▶ Passage:
------------------------------------

# Evaluating this street-preaching quote. How would you respond?



## Pergamum (Mar 31, 2015)

> "When critics ask me how many people I lead to Jesus Christ when I open air preach, I tell them that I LEAD EVERY PERSON THAT HEARS THE SOUND OF MY VOICE TO Jesus Christ. Every person who hears the preaching of the Gospel is led either to Jesus Christ as their Judge or as their Savior."
> 
> "When critics of open air preaching object by claiming that I am pushing people away from Jesus, I simply point out to them that PEOPLE WITHOUT Christ ARE AS FAR AWAY FROM HIM AS IS POSSIBLE AND THAT ALL WE CAN POSSIBLY DO IS LEAD THEM CLOSER TO HIM."



What do you think of this quote?

How would you respond?


----------



## Semper Fidelis (Mar 31, 2015)

I don't know who wrote it or the manner in which he preaches but I have no problems with what he wrote. The first statement is true even inside a Church.


----------



## KMK (Mar 31, 2015)

Pergamum said:


> When critics of open air preaching object by claiming that *I am pushing people away from Jesus,*



This sounds like a straw man. Criticisms that I have heard usually center on the role of the church in open air preaching.

------------------------------------

▶ Given entries:
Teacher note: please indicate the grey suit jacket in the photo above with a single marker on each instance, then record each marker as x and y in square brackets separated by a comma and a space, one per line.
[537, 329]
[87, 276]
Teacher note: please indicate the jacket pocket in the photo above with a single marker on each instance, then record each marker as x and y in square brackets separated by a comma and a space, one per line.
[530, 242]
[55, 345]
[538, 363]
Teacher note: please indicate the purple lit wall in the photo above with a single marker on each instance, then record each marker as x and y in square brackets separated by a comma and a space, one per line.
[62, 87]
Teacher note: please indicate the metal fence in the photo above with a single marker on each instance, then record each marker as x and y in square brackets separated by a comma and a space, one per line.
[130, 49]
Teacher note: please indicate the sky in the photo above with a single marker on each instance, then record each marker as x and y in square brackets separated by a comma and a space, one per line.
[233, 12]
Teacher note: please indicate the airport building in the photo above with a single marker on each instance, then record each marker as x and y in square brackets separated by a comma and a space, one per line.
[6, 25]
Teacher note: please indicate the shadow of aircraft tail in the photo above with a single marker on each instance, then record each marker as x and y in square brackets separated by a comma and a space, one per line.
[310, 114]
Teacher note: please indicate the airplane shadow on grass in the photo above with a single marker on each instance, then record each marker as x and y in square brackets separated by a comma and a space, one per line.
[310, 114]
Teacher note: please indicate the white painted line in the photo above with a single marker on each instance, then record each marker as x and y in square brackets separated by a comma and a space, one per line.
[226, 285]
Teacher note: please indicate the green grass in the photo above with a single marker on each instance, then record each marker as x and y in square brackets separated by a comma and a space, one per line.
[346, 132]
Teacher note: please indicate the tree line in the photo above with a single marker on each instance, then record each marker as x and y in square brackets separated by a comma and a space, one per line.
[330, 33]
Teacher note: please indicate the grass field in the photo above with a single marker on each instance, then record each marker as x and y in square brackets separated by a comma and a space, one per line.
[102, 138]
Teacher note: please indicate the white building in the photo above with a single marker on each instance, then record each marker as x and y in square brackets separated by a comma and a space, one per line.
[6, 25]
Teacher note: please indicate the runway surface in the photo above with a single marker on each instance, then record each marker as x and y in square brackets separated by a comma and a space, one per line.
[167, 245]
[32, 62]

------------------------------------

▶ Exercise: Copy word for word the part of the thread starting with "## Semper Fidelis" and going on through "inside a Church.".

▶ Result:
## Semper Fidelis (Mar 31, 2015)

I don't know who wrote it or the manner in which he preaches but I have no problems with what he wrote. The first statement is true even inside a Church.